■ **Given text**:
========================================================================

Field Marshal Shree Shree Shree Maharaja Sir Juddha Shumsher Jung Bahadur Rana () (19 April 1875 in Narayanhity Palace, Kathmandu – 20 November 1952 in Dehradun, India) was the Prime Minister of Nepal from 1 September 1932 to 29 November 1945 as the head of the Rana dynasty.

He was the Field marshal and Maharaja of Lamjung and Kaski. He is credited for rebuilding the Dharahara which was destroyed by the 1934 Nepal–Bihar earthquake.

Juddha Shumsher had twenty sons and twenty daughters.

========================================================================

■ **Records shown**:
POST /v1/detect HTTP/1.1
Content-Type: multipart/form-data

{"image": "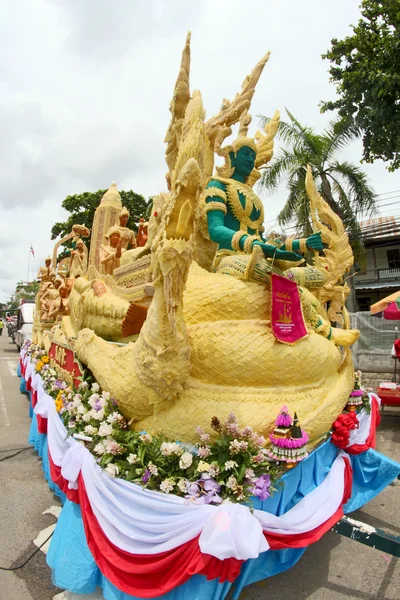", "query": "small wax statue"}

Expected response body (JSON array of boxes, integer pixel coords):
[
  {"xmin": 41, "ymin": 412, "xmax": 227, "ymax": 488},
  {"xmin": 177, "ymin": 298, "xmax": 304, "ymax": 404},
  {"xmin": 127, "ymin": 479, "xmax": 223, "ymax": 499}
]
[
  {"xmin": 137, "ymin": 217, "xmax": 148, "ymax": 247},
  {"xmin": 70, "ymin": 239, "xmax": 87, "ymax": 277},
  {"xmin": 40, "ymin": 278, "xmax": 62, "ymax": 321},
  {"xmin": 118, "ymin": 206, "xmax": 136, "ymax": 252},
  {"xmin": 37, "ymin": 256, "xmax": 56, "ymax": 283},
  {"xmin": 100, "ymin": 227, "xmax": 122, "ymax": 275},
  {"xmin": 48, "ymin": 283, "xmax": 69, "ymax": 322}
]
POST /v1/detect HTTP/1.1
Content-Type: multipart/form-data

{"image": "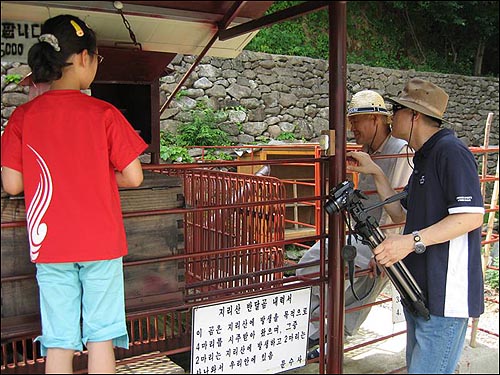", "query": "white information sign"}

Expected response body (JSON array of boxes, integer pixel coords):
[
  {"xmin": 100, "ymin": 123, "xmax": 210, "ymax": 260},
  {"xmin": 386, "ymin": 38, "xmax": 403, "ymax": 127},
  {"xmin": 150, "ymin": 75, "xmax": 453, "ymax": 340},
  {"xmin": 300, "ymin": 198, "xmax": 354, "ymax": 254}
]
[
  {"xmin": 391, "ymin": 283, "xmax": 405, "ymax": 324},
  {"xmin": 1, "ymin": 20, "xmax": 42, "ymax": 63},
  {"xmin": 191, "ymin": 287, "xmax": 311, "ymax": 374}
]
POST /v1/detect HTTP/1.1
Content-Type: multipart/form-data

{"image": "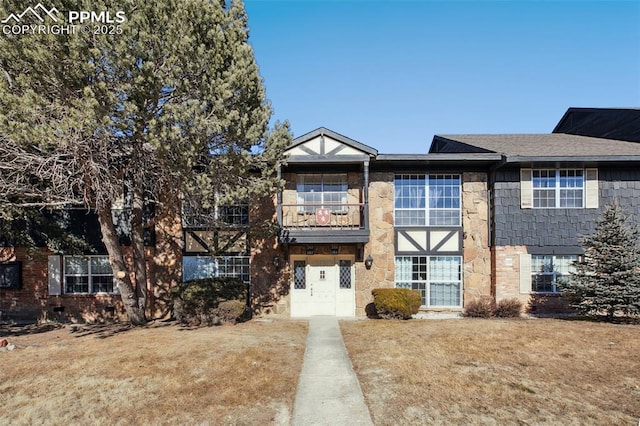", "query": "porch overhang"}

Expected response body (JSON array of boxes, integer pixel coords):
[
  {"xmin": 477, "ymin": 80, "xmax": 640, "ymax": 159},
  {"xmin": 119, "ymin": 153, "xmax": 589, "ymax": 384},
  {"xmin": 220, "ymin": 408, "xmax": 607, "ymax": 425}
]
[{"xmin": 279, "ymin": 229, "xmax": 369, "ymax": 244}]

========================================================================

■ **Tasks to carry out**:
1: Rewrite the paragraph beginning "He was the Field marshal" from the text on Juddha Shumsher Rana as a short bulleted list that keeps its main facts.
2: According to the text on Juddha Shumsher Rana, where did he die?
3: Carry on the text on Juddha Shumsher Rana from its last sentence.
The records have no connection to the text on Juddha Shumsher Rana.

■ **Written answers**:
1:
- Field marshal and Maharaja of Lamjung and Kaski
- Credited with rebuilding the Dharahara after the 1934 Nepal–Bihar earthquake destroyed it

2: He died in Dehradun, India.

3:
Early life 
Juddha Shumsher Jung Bahadur Rana was born on 19 April 1875 at the Narayanhiti Palace in Durbar Marg, Kathmandu to Dhir Shumsher Rana and Juhar Kumari Devi. Rana was born into a noble Hindu Chhetri family, his father Dhir Shamsher, was the youngest brother of Jung Bahadur Rana who started the Rana dynasty, and his mother belonged to a noble Rajput family from Kangra. He was made colonel by Jung Bahadur during his Annaprashana ceremony which marks an infant's first intake of food other than milk. At the age of nine, his father Dhir Shumsher died, subsequently, he was looked after by his brothers. Following the 1885 Nepal coup d'état, his elder brother Bir Shumsher became the prime minister and Juddha was made a general and given an allowance of 21, 000 Nepalese rupees (NPR). At the age of 12, he was enrolled in a school, however, due to his deteriorating health, Rana had to leave his studies. During that time, he lived with Bhim Shumsher, who also performed his Upanayana ceremony. In 1888, he was married to Padma Kumari Devi of Gulmi.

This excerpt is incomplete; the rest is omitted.